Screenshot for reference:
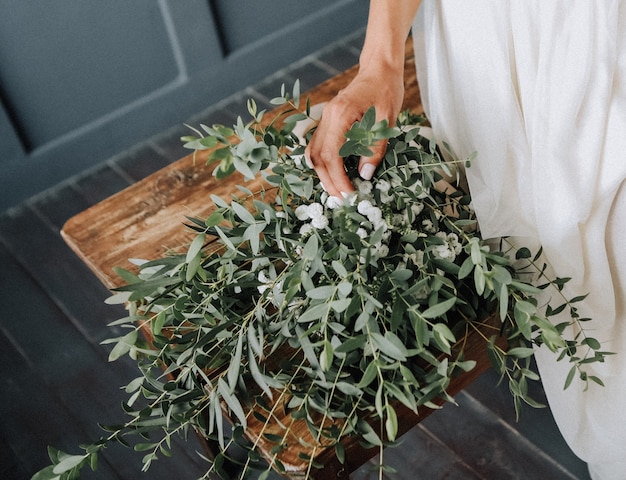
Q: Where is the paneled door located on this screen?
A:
[0,0,368,211]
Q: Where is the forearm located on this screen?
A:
[359,0,421,74]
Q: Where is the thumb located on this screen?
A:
[359,140,387,180]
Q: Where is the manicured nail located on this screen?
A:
[359,163,376,180]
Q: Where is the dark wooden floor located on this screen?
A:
[0,30,588,480]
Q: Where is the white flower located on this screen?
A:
[376,180,391,193]
[356,228,367,238]
[294,205,309,222]
[356,200,373,215]
[415,180,428,200]
[325,196,343,210]
[375,244,389,258]
[257,270,270,283]
[311,215,328,230]
[365,207,383,223]
[300,223,313,236]
[306,202,324,219]
[380,192,393,203]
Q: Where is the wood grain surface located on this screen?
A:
[61,41,502,479]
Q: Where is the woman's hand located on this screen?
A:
[305,69,404,198]
[305,0,420,198]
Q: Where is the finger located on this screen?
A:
[359,140,387,180]
[305,144,354,198]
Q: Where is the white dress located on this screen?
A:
[413,0,626,480]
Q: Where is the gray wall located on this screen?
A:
[0,0,368,211]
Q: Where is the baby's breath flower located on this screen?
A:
[376,180,391,193]
[306,202,324,219]
[294,205,309,222]
[414,180,428,200]
[356,200,373,215]
[311,215,329,230]
[324,196,343,210]
[422,218,435,232]
[300,223,313,236]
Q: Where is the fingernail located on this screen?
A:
[359,163,376,180]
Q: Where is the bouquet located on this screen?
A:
[36,84,607,480]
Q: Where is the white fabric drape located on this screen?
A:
[413,0,626,480]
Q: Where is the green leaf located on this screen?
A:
[302,235,319,260]
[52,455,88,475]
[185,233,206,263]
[371,332,408,362]
[581,337,602,350]
[506,347,535,358]
[30,465,61,480]
[422,297,457,319]
[217,377,248,429]
[306,285,336,300]
[385,404,398,442]
[230,202,256,224]
[109,330,137,362]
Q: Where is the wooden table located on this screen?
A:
[61,41,489,478]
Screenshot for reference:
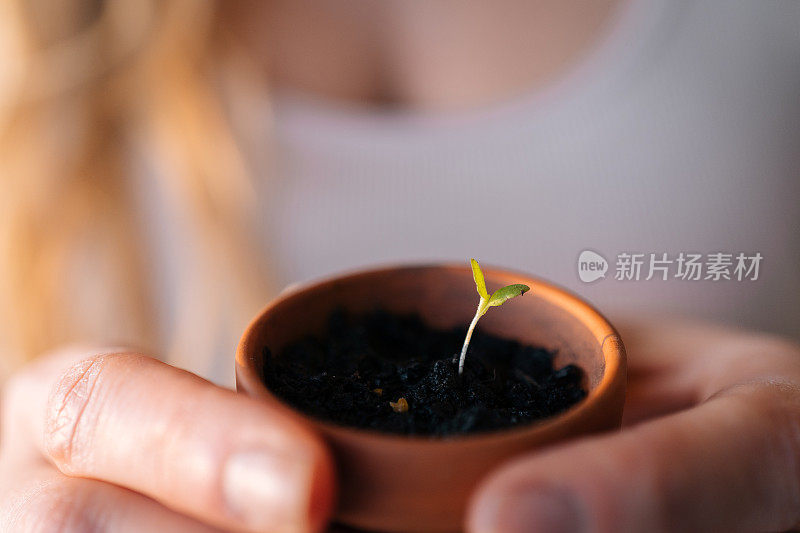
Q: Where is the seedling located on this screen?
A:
[458,259,531,375]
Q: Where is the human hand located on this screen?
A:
[467,322,800,533]
[0,349,334,533]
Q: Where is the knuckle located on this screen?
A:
[44,353,129,473]
[2,478,104,533]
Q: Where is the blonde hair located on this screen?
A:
[0,0,273,375]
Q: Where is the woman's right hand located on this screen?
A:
[0,349,335,532]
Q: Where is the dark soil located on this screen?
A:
[264,311,586,435]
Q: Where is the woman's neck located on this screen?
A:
[223,0,624,110]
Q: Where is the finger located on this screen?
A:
[468,382,800,533]
[0,466,218,533]
[5,353,334,531]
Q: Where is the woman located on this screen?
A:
[0,0,800,531]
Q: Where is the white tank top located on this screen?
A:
[134,0,800,383]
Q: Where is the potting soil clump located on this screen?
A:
[263,310,586,436]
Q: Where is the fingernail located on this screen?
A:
[473,488,587,533]
[222,451,313,533]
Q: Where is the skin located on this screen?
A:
[0,0,800,533]
[0,321,800,533]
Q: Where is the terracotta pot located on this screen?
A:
[236,264,625,532]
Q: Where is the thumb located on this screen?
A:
[467,383,800,533]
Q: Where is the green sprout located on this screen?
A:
[458,259,531,375]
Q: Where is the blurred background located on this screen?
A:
[0,0,800,384]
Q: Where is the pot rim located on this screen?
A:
[236,262,626,448]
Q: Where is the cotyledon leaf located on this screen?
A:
[469,259,489,300]
[488,283,531,307]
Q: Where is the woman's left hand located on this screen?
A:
[467,322,800,533]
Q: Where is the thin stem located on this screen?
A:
[458,298,487,376]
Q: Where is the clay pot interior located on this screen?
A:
[236,265,625,531]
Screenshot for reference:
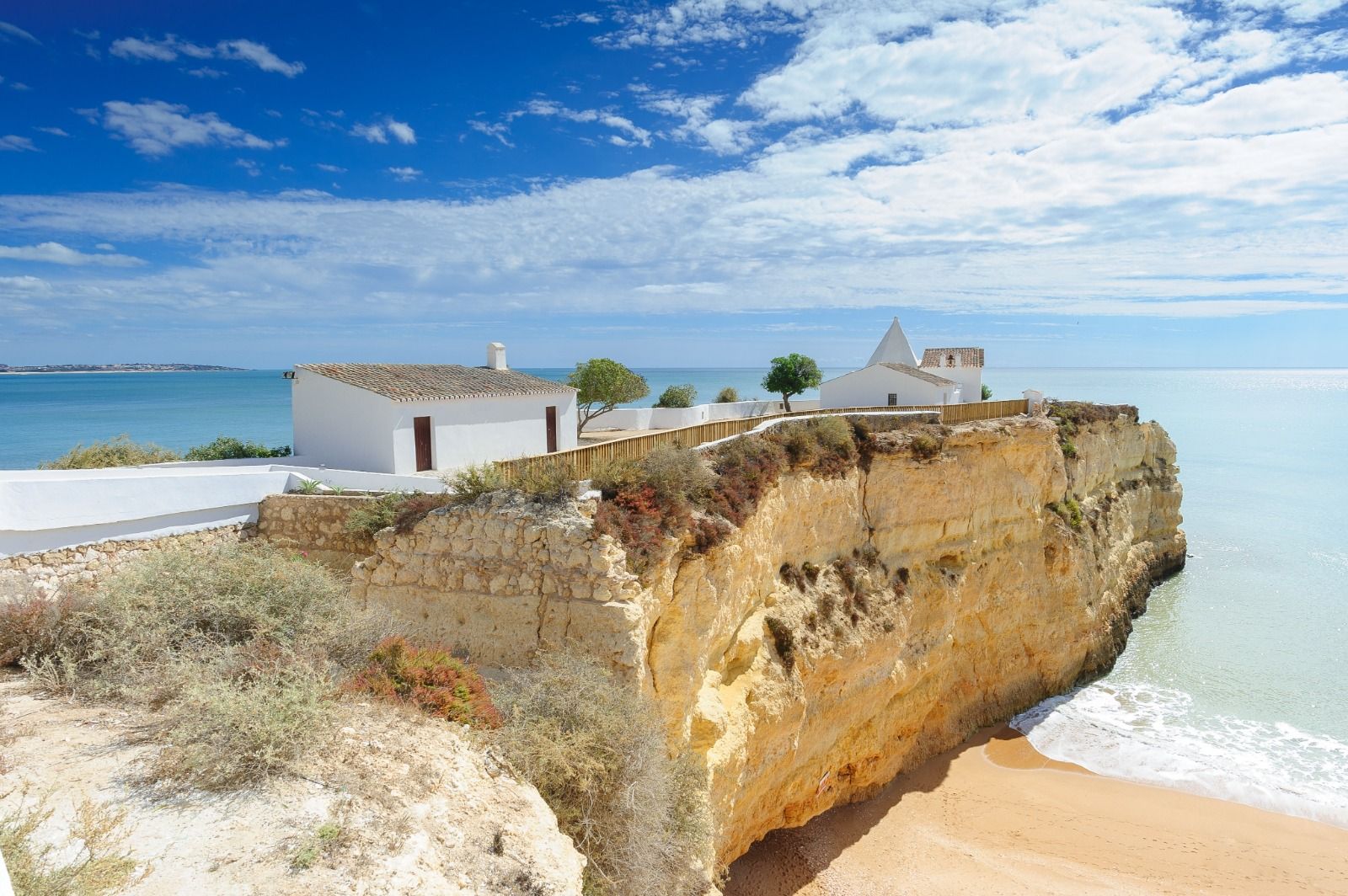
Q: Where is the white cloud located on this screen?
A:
[0,22,42,45]
[0,243,144,268]
[103,99,278,157]
[514,99,651,147]
[0,133,38,152]
[110,34,305,78]
[350,116,416,144]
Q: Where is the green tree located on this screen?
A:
[763,352,824,411]
[655,382,697,407]
[566,359,651,434]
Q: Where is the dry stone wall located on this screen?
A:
[353,418,1185,861]
[258,494,375,573]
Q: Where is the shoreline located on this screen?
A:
[725,725,1348,896]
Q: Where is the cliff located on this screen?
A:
[353,415,1185,861]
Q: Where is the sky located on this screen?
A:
[0,0,1348,368]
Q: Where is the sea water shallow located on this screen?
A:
[0,369,1348,827]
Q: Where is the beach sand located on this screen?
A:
[725,728,1348,896]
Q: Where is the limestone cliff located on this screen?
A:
[353,416,1185,861]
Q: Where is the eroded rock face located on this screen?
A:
[355,418,1185,861]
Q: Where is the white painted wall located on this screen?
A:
[0,461,445,557]
[922,355,982,402]
[388,391,577,474]
[290,368,396,473]
[585,399,820,431]
[820,364,960,409]
[292,368,577,474]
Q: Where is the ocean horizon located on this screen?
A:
[8,368,1348,827]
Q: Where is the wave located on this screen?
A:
[1011,682,1348,827]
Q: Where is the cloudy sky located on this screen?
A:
[0,0,1348,366]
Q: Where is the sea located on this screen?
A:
[0,368,1348,827]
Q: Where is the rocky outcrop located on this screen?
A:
[355,416,1185,861]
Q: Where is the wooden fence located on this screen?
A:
[496,399,1029,480]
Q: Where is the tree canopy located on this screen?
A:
[566,359,651,433]
[763,352,824,411]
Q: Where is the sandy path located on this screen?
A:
[725,729,1348,896]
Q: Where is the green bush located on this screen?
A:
[184,435,290,461]
[0,797,150,896]
[440,463,507,504]
[655,382,697,407]
[492,651,712,896]
[38,434,182,470]
[20,544,388,788]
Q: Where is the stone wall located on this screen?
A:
[0,525,254,597]
[353,418,1185,861]
[258,494,376,573]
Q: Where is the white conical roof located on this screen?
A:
[865,318,918,366]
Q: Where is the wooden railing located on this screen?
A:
[496,399,1029,480]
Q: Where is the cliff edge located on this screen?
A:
[353,408,1185,862]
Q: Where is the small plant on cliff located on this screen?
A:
[20,544,387,790]
[346,636,500,728]
[490,651,712,896]
[763,616,795,672]
[440,463,510,504]
[0,793,150,896]
[184,435,290,461]
[38,434,182,470]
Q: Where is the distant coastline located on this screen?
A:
[0,364,248,376]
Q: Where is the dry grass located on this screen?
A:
[494,652,710,896]
[38,435,182,470]
[8,544,387,790]
[0,793,150,896]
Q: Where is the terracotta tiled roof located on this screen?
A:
[295,364,575,402]
[880,361,955,386]
[922,349,982,366]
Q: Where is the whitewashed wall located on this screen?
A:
[820,364,960,409]
[585,399,820,431]
[388,392,577,474]
[0,461,445,557]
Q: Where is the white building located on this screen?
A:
[820,318,982,408]
[292,342,577,473]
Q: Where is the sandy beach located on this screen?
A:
[725,728,1348,896]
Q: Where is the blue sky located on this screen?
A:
[0,0,1348,366]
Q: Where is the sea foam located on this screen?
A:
[1011,682,1348,827]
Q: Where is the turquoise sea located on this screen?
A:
[0,369,1348,827]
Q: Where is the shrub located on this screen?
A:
[492,651,710,896]
[908,433,942,461]
[23,544,387,788]
[655,382,697,407]
[348,636,500,728]
[591,458,642,501]
[440,463,510,504]
[38,434,182,470]
[184,435,290,461]
[0,799,150,896]
[763,616,795,672]
[514,460,580,504]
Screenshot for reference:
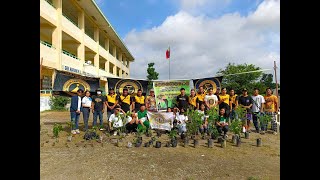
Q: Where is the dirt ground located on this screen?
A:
[40,111,280,180]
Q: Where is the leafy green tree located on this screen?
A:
[147,63,159,89]
[218,63,262,94]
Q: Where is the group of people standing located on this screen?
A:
[70,86,278,134]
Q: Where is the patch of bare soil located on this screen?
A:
[40,112,280,180]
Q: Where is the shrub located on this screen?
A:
[50,96,70,110]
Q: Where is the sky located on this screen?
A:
[96,0,280,82]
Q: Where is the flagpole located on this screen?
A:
[169,57,170,80]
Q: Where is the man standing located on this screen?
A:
[132,89,145,112]
[264,88,278,135]
[70,89,83,134]
[238,88,253,132]
[145,89,157,111]
[119,89,131,113]
[177,88,189,111]
[251,88,265,134]
[197,86,206,109]
[218,88,232,116]
[105,87,119,120]
[204,88,218,109]
[91,89,106,131]
[229,89,238,120]
[189,89,199,110]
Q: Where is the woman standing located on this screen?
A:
[82,90,92,131]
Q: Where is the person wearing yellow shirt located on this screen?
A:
[196,86,206,109]
[132,89,145,112]
[119,89,131,113]
[218,88,232,119]
[189,89,199,110]
[105,87,119,125]
[263,88,278,135]
[229,88,238,121]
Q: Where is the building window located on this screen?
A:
[42,76,52,90]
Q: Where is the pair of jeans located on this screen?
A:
[70,111,80,130]
[177,124,187,134]
[126,123,138,133]
[229,109,238,122]
[82,107,90,131]
[92,110,103,127]
[216,126,229,134]
[252,112,264,131]
[138,120,150,131]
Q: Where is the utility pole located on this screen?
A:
[273,61,279,99]
[40,57,43,90]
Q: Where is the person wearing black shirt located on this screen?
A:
[177,88,189,111]
[91,89,106,131]
[238,88,253,132]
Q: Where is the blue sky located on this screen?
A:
[96,0,262,38]
[96,0,280,82]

=== Set exercise ===
Please turn the listing into a numbered list, starting at its first line and ending at the line that contains "[0,30,588,480]", with blank lines left out. Leave the pictures out of your answer.

=== Final answer ===
1. Screenshot for reference:
2. Q: Where is the paneled door located on this screen?
3. A:
4. [0,0,368,211]
5. Q: Where is the forearm located on this screen?
6. A:
7. [359,0,421,74]
8. Q: Where is the thumb located on this screen?
9. A:
10. [359,140,387,180]
11. Q: Where is the manicured nail located on this screen?
12. A:
13. [359,163,376,180]
14. Q: Where is the dark wooden floor located on this screen?
15. A:
16. [0,30,588,480]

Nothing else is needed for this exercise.